| The task |
Each of the lines below must be restated exactly.

Excerpts from a dataset
==========

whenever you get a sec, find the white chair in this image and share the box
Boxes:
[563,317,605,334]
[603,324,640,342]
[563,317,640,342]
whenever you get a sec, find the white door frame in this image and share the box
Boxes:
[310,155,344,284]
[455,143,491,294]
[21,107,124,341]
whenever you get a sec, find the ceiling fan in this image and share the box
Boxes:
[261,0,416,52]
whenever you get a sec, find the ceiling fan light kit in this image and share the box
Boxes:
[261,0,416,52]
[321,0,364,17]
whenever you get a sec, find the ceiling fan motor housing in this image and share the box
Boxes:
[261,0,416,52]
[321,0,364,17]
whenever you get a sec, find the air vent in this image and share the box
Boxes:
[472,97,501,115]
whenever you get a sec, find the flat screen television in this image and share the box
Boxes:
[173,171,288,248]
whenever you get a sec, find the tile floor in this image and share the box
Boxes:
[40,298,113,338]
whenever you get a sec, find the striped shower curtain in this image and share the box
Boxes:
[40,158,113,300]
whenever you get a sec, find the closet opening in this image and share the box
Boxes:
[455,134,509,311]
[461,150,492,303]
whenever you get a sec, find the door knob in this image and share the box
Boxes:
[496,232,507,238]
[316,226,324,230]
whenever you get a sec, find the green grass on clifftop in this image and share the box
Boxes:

==========

| The answer |
whenever you get a sec, find the white chair in this image and share the box
Boxes:
[563,317,605,334]
[603,324,640,342]
[563,317,640,342]
whenever you get a sec, find the white door frame in this image and share the box
Boxes:
[310,155,344,284]
[455,143,491,294]
[21,107,124,341]
whenever you get a sec, find the ceiling fan in this image and share the box
Boxes:
[261,0,416,52]
whenever you get a sec, find the ceiling fan light kit in this image and share the box
Boxes:
[261,0,416,52]
[321,0,364,17]
whenever you get a sec, find the ceiling fan motor housing in this image and share the box
Boxes:
[261,0,416,52]
[321,0,364,17]
whenever you get a sec, find the air vent in this image and share the box
Boxes:
[472,97,501,115]
whenever you get a sec, find the flat screen television in this image and share the box
Boxes:
[173,171,288,248]
whenever you get a sec, find the tile floor in this image and share the box
Boxes:
[40,298,113,338]
whenever you get a sec, find the striped shower curtain in this image and share the box
Boxes:
[40,158,113,300]
whenever you get a sec, find the closet opening in this image and share the box
Boxes:
[455,134,509,311]
[461,150,492,303]
whenever you get a sec, find the door knob in this image and share the box
Boxes:
[496,232,507,238]
[316,226,324,230]
whenever you get a sec, find the green grass on clifftop in this image and share the box
Boxes:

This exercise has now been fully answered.